#### EXERCISE OBJECTIVE
Copy the entries below word for word, leaving out the pictures.

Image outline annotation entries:
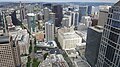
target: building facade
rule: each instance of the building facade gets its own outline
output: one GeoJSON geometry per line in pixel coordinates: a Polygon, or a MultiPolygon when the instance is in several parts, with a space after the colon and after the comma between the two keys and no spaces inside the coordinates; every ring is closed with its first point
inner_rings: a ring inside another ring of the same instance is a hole
{"type": "Polygon", "coordinates": [[[109,9],[96,67],[120,67],[120,1],[109,9]]]}
{"type": "Polygon", "coordinates": [[[102,32],[103,28],[99,26],[89,27],[87,30],[85,58],[91,67],[95,67],[97,62],[102,32]]]}
{"type": "Polygon", "coordinates": [[[52,20],[45,23],[45,40],[47,42],[54,40],[54,24],[52,20]]]}
{"type": "Polygon", "coordinates": [[[82,42],[82,38],[76,34],[71,28],[70,29],[59,29],[58,30],[58,41],[64,50],[75,49],[77,43],[82,42]]]}
{"type": "Polygon", "coordinates": [[[18,44],[12,37],[0,36],[0,66],[20,67],[20,55],[18,44]]]}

#### OUTPUT OF THE TASK
target: building facade
rule: each instance of the building facade gets its own outline
output: one GeoJSON geometry per line in pixel coordinates: a Polygon, or a MultiPolygon when the instance is in several parts, with a space after the colon and after the comma between the two keys and no spaces inside the coordinates; every ring is closed with its first point
inner_rings: a ring inside another ring of the same instance is a hole
{"type": "Polygon", "coordinates": [[[109,9],[96,67],[120,67],[120,1],[109,9]]]}
{"type": "Polygon", "coordinates": [[[102,32],[103,28],[99,26],[89,27],[87,30],[85,58],[91,67],[95,67],[97,62],[102,32]]]}
{"type": "Polygon", "coordinates": [[[52,20],[45,23],[45,40],[47,42],[54,40],[54,24],[52,20]]]}
{"type": "Polygon", "coordinates": [[[82,42],[82,38],[76,34],[71,28],[70,29],[59,29],[58,30],[58,41],[64,50],[75,49],[77,43],[82,42]]]}
{"type": "Polygon", "coordinates": [[[18,44],[12,37],[0,36],[0,66],[20,67],[20,55],[18,44]]]}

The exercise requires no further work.